What We Need
We are seeking an experienced Senior Data Engineer / Data Expert with a strong background in data streaming, Apache Kafka, and Airflow to join our dynamic data engineering team. This role will involve managing and enhancing a large-scale infrastructure designed for extensive social media data scraping, integration into a data lake house, and coordination across multiple data-centric teams. This position requires expertise in handling complex data pipelines, identifying and resolving security vulnerabilities, and ensuring the optimal storage and retrieval of data within our systems.
What You'll Do
- Design, develop, and maintain scalable data pipelines to support AI model development.
- Design, build, and maintain efficient, scalable, and reliable data pipelines using Apache Kafka, streaming services, and Airflow.
- Coordinate with the data acquisition team to ensure seamless data flow while addressing and resolving any security vulnerabilities identified in the Airflow and Kubernetes (K8) setup
- Implement data solutions to handle large volumes of structured and unstructured data, including videos, audio, images, and text.
- Collaborate with AI researchers, machine learning engineers, and software engineers to ensure data is available and ready for model training.
- Ensure data quality, integrity, and security throughout the data lifecycle.
- Optimize data processing workflows for performance and scalability.
- Lead initiatives to validate and manage multilingual data, specifically for Arabic and English datasets, with a focus on YouTube data.
- Coordinate model training and data validation efforts, to enhance multilingual processing capabilities.
- Oversee the completion of Phase 01 data scraping project, which includes managing data collection from social media platforms under API constraints.

**Information supplied:**
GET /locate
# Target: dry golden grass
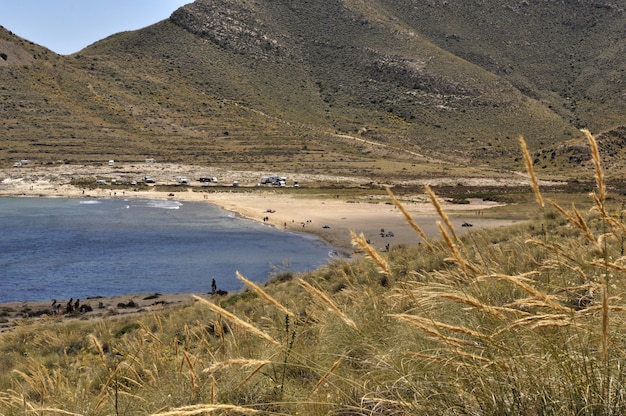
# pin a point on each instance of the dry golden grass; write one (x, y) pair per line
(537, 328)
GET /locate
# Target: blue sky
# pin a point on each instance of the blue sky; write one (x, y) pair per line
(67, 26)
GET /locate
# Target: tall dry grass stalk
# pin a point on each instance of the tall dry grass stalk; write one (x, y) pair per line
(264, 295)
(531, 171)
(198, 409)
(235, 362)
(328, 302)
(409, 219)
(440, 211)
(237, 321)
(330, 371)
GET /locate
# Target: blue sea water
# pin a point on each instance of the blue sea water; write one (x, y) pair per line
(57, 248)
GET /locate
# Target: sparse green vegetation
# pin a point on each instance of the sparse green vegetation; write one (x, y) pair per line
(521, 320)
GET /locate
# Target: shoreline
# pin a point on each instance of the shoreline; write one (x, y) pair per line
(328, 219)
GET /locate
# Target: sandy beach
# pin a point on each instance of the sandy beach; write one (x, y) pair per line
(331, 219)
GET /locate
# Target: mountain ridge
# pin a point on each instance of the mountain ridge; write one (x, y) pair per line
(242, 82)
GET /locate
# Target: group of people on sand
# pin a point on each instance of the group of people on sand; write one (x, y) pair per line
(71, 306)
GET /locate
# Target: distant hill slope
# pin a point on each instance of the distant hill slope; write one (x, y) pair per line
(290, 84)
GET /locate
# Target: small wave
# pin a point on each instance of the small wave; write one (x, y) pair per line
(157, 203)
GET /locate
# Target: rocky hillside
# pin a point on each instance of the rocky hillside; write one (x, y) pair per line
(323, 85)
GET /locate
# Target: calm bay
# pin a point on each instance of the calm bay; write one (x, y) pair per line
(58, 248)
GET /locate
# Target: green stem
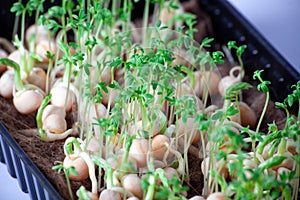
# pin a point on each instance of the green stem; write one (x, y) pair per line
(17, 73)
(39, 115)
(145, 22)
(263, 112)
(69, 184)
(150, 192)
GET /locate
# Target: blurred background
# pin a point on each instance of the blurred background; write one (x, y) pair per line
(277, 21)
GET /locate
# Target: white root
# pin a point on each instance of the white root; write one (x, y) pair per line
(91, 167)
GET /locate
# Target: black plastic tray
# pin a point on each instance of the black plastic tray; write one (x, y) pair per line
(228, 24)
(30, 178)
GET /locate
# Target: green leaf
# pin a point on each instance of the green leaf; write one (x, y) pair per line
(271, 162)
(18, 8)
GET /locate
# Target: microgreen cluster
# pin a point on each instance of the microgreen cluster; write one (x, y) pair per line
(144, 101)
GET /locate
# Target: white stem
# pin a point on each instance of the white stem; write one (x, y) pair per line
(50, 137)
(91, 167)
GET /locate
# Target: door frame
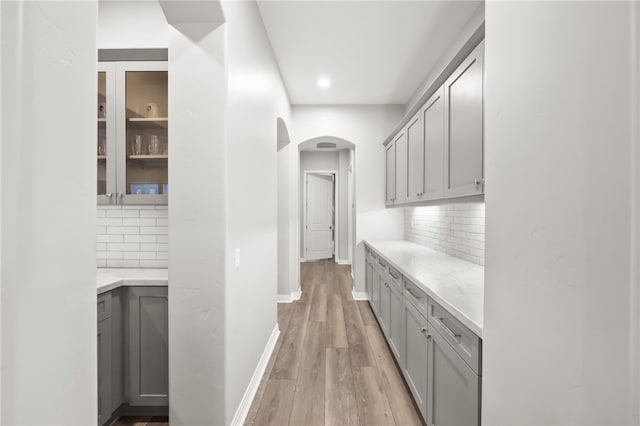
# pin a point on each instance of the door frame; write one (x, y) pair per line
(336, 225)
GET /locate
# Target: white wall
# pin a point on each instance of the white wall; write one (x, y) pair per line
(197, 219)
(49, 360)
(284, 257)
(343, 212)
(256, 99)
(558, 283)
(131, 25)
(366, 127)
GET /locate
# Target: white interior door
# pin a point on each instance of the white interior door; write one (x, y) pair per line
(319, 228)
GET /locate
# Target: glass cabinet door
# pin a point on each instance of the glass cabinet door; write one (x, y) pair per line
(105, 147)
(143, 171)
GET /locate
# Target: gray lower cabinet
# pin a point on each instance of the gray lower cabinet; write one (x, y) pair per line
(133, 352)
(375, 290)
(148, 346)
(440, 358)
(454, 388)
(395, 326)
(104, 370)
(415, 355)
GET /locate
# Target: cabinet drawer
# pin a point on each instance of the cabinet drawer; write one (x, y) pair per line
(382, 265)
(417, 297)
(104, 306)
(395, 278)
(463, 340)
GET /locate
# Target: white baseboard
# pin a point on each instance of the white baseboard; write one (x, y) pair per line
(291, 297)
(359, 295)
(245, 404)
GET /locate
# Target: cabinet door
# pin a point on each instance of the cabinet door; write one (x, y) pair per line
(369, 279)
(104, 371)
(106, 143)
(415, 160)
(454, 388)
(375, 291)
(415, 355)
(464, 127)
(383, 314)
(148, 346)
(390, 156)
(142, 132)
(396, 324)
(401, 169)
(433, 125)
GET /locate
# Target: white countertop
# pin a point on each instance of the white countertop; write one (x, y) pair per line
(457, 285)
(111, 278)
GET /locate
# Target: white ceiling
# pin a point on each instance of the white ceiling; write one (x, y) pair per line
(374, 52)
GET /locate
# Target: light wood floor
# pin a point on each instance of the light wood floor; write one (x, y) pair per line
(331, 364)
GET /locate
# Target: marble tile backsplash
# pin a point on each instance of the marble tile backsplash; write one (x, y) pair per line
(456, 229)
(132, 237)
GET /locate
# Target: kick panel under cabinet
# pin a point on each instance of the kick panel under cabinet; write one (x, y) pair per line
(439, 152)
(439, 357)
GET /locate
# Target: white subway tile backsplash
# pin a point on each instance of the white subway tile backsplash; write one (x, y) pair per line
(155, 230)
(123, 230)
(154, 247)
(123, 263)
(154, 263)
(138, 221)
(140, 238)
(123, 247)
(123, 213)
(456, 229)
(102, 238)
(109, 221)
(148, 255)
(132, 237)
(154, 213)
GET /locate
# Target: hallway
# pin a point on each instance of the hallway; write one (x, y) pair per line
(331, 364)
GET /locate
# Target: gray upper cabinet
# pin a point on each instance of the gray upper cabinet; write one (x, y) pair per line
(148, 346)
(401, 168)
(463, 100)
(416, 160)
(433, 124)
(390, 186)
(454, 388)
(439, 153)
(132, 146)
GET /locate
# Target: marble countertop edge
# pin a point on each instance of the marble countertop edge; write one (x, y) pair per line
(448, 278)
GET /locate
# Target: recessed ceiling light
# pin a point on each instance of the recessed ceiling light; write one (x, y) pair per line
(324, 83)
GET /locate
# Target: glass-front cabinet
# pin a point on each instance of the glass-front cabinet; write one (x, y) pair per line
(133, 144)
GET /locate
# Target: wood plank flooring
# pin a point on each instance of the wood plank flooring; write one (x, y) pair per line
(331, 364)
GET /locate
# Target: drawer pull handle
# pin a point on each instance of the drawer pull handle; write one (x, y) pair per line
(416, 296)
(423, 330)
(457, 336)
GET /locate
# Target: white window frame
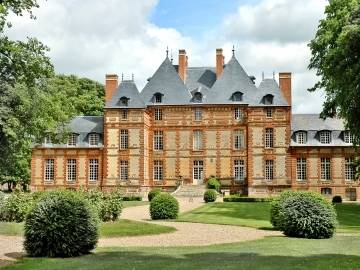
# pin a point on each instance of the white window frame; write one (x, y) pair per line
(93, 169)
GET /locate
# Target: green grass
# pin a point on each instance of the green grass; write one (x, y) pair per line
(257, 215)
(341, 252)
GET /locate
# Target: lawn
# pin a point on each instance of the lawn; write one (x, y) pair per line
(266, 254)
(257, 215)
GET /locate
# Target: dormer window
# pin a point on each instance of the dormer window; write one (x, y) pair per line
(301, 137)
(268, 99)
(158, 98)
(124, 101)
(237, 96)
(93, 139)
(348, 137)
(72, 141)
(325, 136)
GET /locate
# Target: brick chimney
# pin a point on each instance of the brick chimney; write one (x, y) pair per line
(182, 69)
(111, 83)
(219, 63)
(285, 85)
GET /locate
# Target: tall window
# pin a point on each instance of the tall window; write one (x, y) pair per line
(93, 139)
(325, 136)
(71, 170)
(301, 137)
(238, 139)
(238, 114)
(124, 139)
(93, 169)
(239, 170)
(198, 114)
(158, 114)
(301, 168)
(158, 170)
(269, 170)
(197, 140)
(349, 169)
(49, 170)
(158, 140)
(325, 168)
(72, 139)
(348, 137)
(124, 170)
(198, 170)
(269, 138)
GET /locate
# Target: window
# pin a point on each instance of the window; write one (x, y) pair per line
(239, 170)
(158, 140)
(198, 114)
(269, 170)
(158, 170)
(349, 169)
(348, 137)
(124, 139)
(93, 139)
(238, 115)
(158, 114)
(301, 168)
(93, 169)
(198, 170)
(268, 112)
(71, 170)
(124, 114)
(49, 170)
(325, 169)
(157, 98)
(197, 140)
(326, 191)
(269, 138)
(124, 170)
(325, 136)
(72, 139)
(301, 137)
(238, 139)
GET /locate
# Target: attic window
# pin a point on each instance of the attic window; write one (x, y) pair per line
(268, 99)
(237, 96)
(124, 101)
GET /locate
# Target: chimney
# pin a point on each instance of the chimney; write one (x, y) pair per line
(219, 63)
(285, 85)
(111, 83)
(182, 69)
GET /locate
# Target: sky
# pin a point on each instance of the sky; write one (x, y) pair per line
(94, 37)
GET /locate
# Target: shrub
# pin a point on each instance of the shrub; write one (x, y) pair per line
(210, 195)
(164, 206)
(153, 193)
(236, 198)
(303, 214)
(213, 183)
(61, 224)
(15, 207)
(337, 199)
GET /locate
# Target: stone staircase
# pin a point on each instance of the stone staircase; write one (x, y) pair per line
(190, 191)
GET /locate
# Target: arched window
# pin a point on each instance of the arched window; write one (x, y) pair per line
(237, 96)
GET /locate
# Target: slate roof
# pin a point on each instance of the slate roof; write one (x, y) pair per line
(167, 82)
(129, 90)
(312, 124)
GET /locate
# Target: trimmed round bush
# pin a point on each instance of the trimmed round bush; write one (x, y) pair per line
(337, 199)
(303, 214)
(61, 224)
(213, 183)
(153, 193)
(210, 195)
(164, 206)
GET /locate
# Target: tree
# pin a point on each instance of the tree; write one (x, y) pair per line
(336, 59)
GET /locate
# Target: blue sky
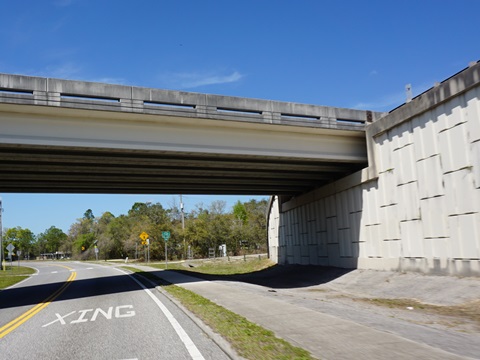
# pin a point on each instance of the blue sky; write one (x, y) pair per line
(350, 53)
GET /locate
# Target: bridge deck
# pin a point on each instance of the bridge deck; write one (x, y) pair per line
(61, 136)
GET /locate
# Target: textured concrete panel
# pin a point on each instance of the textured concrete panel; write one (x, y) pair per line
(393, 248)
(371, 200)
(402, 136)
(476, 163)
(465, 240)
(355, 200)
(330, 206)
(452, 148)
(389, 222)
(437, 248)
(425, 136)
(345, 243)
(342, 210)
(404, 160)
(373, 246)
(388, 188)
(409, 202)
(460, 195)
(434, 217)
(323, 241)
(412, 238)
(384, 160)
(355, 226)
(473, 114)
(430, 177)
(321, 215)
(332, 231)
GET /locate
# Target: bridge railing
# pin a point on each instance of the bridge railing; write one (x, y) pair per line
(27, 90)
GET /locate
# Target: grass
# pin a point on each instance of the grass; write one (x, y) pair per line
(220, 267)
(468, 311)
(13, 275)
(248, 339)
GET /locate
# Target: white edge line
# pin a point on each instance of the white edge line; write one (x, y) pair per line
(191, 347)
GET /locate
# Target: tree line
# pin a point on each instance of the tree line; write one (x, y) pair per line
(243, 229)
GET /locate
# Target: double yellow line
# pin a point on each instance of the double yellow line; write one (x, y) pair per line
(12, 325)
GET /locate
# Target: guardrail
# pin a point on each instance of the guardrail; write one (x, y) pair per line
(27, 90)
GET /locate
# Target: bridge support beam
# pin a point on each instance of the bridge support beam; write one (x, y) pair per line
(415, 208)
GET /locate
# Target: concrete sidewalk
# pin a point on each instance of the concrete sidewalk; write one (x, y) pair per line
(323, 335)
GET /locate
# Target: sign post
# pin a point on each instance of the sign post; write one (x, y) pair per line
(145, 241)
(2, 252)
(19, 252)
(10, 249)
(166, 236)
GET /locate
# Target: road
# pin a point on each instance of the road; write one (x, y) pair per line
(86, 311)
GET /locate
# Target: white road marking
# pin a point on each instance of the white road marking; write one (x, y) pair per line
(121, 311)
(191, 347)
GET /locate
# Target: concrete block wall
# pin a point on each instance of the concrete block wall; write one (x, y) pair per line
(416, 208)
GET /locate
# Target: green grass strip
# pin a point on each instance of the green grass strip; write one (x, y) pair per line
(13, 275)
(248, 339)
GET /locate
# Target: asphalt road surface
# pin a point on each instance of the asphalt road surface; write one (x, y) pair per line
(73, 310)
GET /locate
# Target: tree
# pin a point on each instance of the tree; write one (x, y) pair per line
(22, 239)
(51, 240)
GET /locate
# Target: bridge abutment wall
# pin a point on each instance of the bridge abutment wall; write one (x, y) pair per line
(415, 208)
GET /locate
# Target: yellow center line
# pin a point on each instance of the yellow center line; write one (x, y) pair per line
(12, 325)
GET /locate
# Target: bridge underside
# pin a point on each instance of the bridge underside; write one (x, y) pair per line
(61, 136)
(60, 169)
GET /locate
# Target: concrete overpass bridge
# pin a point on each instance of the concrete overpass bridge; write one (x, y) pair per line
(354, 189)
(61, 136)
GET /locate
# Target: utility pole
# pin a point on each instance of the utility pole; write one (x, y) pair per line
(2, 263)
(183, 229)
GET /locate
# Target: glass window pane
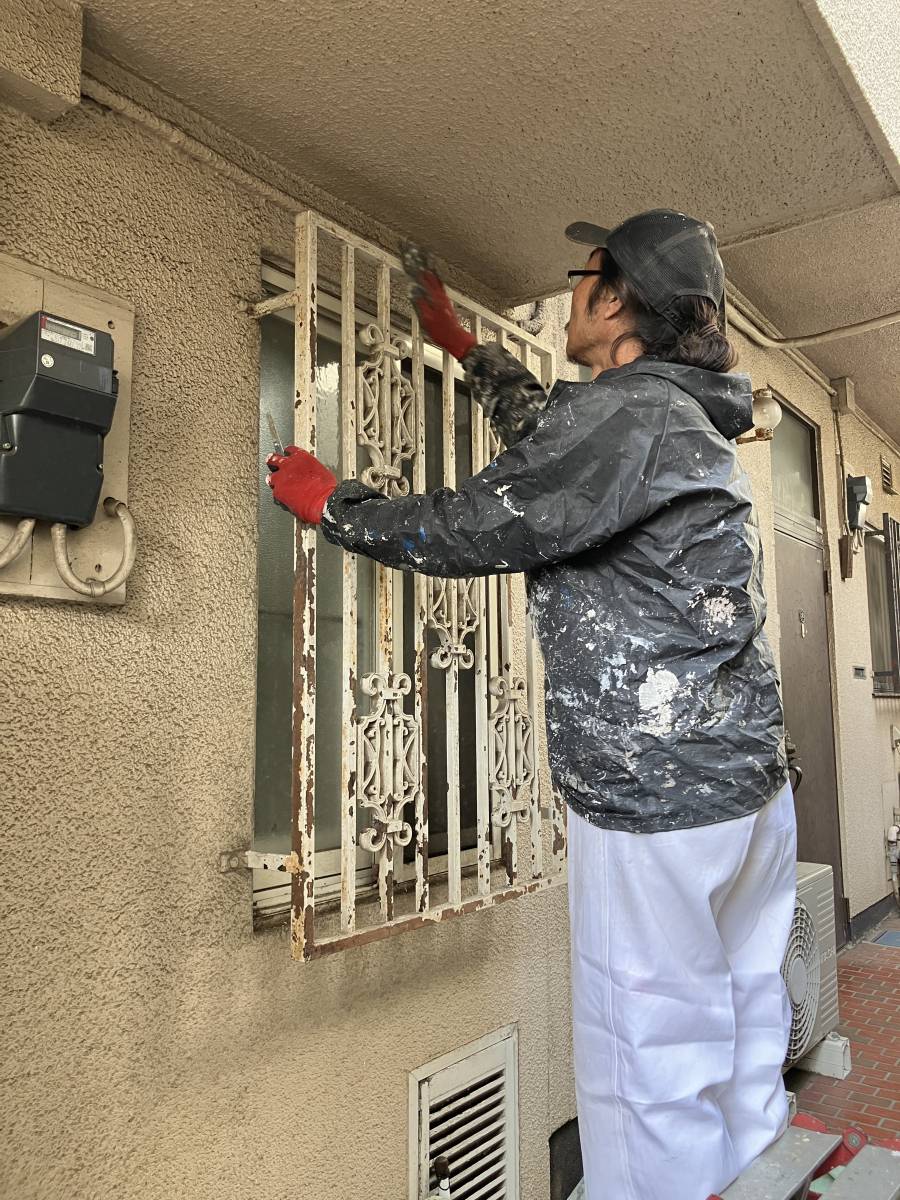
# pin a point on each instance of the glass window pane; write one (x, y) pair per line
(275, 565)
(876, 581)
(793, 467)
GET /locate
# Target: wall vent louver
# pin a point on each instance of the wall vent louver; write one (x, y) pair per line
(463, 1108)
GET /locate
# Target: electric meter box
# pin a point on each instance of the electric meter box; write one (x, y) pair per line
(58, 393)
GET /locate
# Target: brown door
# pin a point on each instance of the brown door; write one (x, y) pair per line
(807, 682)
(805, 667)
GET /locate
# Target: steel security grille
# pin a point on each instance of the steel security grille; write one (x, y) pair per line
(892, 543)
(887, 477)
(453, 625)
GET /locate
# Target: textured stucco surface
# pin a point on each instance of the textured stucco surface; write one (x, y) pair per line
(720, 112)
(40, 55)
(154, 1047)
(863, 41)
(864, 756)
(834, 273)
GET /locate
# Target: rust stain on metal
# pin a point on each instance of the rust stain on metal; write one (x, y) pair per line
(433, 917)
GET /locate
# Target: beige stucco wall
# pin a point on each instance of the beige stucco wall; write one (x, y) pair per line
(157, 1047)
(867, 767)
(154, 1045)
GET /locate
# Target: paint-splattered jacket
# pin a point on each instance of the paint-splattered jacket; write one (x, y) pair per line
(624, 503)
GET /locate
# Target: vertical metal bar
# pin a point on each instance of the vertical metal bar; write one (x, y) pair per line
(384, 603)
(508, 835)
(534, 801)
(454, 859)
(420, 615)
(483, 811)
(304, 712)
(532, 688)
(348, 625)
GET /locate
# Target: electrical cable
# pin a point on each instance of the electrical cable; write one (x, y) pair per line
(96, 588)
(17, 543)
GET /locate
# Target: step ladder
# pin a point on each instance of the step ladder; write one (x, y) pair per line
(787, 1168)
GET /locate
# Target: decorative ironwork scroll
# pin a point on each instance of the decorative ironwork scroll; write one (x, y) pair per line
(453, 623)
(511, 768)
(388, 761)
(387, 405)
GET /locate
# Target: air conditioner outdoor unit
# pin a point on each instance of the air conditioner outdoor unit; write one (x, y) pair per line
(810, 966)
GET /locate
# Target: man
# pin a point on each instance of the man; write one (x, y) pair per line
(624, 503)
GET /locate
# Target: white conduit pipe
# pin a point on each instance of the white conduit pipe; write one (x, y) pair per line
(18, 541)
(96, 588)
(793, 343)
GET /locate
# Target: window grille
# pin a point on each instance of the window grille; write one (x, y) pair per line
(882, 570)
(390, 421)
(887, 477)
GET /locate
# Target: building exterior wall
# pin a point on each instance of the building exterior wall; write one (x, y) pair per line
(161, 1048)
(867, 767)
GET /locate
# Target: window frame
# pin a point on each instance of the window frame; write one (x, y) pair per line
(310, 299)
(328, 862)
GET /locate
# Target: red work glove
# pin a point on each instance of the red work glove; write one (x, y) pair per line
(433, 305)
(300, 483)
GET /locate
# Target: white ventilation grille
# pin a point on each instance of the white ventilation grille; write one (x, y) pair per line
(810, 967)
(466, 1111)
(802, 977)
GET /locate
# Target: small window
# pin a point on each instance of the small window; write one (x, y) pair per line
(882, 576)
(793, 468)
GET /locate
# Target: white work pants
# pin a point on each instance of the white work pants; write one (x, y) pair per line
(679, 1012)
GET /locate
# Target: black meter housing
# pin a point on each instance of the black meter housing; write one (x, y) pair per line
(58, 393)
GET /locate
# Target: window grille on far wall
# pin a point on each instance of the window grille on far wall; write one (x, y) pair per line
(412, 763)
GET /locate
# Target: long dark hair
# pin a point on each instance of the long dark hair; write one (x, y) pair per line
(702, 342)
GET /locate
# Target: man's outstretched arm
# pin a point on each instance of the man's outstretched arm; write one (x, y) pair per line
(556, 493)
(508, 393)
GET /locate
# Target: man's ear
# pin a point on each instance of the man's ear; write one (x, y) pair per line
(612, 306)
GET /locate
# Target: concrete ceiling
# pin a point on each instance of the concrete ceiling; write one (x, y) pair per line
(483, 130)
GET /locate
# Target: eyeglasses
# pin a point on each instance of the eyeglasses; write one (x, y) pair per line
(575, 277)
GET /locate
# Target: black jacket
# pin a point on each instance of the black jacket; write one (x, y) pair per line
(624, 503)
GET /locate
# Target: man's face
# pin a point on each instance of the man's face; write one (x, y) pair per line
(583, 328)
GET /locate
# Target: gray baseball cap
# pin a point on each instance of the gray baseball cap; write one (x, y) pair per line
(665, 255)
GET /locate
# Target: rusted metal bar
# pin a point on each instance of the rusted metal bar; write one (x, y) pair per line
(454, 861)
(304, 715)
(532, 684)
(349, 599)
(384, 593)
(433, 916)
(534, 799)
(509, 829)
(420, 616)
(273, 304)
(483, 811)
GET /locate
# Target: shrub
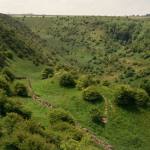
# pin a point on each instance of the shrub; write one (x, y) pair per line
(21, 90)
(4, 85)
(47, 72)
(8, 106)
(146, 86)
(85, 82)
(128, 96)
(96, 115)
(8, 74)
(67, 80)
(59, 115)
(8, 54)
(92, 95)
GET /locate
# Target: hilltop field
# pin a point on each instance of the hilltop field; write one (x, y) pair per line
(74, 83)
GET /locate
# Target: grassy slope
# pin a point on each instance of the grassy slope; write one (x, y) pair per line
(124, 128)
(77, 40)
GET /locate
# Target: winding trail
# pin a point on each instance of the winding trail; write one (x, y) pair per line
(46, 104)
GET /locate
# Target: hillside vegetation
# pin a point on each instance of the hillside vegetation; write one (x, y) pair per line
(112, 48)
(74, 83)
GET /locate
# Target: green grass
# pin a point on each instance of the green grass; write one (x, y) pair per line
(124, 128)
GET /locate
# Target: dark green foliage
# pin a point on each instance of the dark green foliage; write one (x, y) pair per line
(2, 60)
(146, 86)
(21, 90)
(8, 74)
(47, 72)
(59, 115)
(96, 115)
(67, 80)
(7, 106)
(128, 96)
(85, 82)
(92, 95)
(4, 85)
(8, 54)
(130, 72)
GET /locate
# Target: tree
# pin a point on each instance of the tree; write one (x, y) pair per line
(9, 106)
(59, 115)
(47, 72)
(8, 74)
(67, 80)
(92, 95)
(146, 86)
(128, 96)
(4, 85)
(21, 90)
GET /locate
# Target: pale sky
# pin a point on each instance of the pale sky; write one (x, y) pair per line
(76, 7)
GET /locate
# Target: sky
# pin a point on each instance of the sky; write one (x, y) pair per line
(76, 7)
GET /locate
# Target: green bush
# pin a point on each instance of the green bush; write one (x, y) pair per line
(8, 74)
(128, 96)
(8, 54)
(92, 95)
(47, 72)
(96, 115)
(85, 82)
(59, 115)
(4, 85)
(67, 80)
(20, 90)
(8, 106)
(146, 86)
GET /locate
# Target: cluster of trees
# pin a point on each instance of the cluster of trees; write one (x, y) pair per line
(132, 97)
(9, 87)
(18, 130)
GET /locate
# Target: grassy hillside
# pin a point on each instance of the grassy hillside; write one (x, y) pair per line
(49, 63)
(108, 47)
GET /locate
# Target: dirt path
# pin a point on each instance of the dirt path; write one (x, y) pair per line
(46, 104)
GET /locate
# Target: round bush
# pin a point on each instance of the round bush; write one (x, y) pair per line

**Exercise description:** Extend the Senior Data Engineer job description above, beginning after its last bullet on the Phase 01 data scraping project.

**Result below:**
- Coordinate with the team to finalize infrastructure setup for scraping 2 million hours of video from YouTube and 10 million photos from other sources.
What You Have
- Bachelor's or master's degree in computer science, Data Engineering, or a related field.
- 8+ years of experience in data engineering with a focus on building data pipelines.
- Proficiency in data processing technologies such as Apache Spark, Airflow, Kafka, Hadoop, and cloud platforms (AWS, GCP, Azure).
- Strong programming skills in Python, Java, Go, or Scala.
- Experience with SQL and NoSQL databases.
- Demonstrated ability to work on large-scale data projects and deliver results.
- Excellent problem-solving skills and attention to detail.
- Strong communication and teamwork skills.
What We Offer
- An international workforce to learn from and grow with we have a diverse, multicultural workforce with Nordic values
- A fair compensation package and a considerable annual leave of 25 days per annum. We support our staff to be with family at the most important time. Partners with a newborn baby can have additional holidays.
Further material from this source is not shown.